• _Problem to work on_
Pull out each line of the listing below that contains the string "carving", matching case exactly.

• _Material to process_
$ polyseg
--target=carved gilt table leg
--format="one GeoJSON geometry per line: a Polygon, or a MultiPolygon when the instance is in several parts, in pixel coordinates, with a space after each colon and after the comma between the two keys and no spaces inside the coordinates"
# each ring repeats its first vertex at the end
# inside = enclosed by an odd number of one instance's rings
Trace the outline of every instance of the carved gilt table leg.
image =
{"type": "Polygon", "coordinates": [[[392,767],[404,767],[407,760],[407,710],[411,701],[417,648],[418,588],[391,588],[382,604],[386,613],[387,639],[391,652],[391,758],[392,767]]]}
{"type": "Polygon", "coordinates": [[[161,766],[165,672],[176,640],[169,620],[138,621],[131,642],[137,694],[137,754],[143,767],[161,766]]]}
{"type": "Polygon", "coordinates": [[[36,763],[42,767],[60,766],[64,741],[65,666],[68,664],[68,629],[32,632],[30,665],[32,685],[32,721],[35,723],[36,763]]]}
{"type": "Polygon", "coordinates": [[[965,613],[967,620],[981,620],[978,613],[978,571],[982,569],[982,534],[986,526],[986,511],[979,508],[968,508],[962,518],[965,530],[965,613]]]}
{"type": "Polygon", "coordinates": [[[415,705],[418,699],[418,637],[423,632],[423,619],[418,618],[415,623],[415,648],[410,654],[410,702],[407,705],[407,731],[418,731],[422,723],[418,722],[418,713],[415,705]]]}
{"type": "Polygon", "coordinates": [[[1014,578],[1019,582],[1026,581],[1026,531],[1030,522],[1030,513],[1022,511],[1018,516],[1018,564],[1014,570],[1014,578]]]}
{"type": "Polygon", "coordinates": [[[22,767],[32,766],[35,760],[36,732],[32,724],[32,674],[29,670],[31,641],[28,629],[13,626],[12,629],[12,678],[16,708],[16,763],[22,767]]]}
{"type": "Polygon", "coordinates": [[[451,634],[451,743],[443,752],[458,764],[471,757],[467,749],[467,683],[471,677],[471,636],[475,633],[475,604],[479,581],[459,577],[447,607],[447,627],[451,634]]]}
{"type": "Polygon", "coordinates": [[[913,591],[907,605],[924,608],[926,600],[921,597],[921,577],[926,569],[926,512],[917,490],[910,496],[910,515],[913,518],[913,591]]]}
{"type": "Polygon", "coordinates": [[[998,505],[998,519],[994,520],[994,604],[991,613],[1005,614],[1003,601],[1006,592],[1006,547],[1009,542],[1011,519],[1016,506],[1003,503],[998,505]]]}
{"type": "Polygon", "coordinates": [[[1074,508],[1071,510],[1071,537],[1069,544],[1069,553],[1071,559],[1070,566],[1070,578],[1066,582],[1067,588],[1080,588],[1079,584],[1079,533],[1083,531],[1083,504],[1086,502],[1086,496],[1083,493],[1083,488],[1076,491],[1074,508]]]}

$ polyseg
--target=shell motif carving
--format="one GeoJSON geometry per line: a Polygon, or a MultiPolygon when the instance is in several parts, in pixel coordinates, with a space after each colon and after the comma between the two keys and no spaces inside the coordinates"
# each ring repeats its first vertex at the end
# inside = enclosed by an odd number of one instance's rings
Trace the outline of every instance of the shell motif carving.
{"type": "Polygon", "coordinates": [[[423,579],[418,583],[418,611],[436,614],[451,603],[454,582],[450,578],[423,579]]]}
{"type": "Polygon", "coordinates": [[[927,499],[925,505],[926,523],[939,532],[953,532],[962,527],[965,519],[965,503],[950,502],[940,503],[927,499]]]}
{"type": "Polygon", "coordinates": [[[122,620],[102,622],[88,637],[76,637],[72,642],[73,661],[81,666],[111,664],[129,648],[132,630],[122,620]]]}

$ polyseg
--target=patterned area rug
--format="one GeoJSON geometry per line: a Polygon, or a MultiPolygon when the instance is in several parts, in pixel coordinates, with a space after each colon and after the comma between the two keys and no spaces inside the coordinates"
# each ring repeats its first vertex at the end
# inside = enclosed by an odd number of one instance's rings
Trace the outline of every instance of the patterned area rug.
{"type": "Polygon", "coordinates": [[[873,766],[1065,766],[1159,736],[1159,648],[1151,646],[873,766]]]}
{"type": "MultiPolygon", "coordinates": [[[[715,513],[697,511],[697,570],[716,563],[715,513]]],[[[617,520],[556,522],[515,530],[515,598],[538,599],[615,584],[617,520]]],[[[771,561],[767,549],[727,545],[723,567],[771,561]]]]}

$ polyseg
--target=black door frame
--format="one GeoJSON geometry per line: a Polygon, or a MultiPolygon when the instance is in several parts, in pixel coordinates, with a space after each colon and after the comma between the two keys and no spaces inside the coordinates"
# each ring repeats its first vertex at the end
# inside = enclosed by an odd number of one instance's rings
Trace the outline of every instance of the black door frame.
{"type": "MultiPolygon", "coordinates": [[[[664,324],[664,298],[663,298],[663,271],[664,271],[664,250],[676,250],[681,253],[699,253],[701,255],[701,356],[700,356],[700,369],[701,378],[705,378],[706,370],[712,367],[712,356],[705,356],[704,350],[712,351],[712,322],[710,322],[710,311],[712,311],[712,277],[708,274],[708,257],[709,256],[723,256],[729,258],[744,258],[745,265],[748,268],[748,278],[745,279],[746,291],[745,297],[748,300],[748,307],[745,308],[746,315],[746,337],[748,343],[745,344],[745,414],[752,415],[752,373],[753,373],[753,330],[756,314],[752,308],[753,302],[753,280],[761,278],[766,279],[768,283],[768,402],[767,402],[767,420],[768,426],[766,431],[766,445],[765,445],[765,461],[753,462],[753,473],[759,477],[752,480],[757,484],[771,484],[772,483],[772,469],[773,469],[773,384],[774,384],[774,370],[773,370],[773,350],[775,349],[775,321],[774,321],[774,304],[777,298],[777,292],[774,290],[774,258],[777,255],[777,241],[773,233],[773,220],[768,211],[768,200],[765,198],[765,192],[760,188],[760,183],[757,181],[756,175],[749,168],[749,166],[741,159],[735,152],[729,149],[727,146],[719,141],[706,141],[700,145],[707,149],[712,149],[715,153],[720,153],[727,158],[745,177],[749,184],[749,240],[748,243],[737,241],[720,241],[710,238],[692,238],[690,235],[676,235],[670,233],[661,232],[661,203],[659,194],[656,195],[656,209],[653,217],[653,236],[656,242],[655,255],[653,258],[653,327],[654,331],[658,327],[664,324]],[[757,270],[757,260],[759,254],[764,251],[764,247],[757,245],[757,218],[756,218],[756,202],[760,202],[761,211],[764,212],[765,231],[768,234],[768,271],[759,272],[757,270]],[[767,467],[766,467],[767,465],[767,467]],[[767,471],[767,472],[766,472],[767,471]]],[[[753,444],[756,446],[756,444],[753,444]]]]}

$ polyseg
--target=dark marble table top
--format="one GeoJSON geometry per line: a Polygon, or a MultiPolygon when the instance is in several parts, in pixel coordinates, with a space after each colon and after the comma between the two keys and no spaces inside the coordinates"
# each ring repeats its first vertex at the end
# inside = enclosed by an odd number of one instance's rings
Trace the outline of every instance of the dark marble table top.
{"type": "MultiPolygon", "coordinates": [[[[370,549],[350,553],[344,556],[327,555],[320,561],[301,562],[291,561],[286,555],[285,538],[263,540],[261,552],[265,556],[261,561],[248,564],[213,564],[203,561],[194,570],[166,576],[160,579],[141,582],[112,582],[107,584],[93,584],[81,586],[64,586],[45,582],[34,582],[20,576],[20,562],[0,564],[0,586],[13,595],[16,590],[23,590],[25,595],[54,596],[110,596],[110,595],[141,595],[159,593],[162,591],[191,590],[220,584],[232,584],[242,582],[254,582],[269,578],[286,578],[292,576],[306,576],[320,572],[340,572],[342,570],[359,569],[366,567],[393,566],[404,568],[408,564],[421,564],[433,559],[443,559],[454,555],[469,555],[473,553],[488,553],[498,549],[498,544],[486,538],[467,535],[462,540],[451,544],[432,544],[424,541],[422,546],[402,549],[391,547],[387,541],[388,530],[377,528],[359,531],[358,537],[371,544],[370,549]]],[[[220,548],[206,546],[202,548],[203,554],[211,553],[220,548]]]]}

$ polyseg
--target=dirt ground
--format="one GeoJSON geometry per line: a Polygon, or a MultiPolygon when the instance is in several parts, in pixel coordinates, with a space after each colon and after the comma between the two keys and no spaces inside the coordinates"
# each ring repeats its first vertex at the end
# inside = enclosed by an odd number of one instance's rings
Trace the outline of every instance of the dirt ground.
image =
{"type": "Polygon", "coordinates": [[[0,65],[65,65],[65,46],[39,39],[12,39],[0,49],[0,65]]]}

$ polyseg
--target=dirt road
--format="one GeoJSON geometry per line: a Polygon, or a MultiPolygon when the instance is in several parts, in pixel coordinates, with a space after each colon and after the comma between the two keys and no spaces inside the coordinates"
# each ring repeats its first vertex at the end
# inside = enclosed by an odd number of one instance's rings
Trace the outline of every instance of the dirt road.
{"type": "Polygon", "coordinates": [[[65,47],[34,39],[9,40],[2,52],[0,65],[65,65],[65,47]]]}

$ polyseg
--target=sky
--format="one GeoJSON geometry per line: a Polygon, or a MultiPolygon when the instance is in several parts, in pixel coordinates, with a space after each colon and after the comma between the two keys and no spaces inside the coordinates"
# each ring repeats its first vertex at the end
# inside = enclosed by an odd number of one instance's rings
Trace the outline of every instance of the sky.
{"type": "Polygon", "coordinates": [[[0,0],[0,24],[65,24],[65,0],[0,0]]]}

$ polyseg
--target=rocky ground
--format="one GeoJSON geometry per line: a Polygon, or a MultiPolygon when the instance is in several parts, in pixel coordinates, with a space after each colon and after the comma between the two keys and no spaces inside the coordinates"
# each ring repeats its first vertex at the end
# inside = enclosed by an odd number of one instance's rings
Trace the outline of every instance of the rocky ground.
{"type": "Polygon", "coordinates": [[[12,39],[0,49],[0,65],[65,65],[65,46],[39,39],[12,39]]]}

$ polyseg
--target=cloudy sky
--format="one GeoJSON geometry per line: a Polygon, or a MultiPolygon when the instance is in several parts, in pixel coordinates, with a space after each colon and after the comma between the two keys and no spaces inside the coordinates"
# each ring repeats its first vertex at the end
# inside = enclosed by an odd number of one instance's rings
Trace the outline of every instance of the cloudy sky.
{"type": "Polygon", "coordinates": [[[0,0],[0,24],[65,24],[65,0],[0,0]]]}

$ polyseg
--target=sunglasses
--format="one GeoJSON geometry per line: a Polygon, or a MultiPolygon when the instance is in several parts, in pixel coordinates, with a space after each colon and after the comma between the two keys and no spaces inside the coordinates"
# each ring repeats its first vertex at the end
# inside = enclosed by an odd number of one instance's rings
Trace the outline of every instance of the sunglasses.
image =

• _Task solution_
--target=shell motif carving
Trace the outline of every instance of the shell motif carving.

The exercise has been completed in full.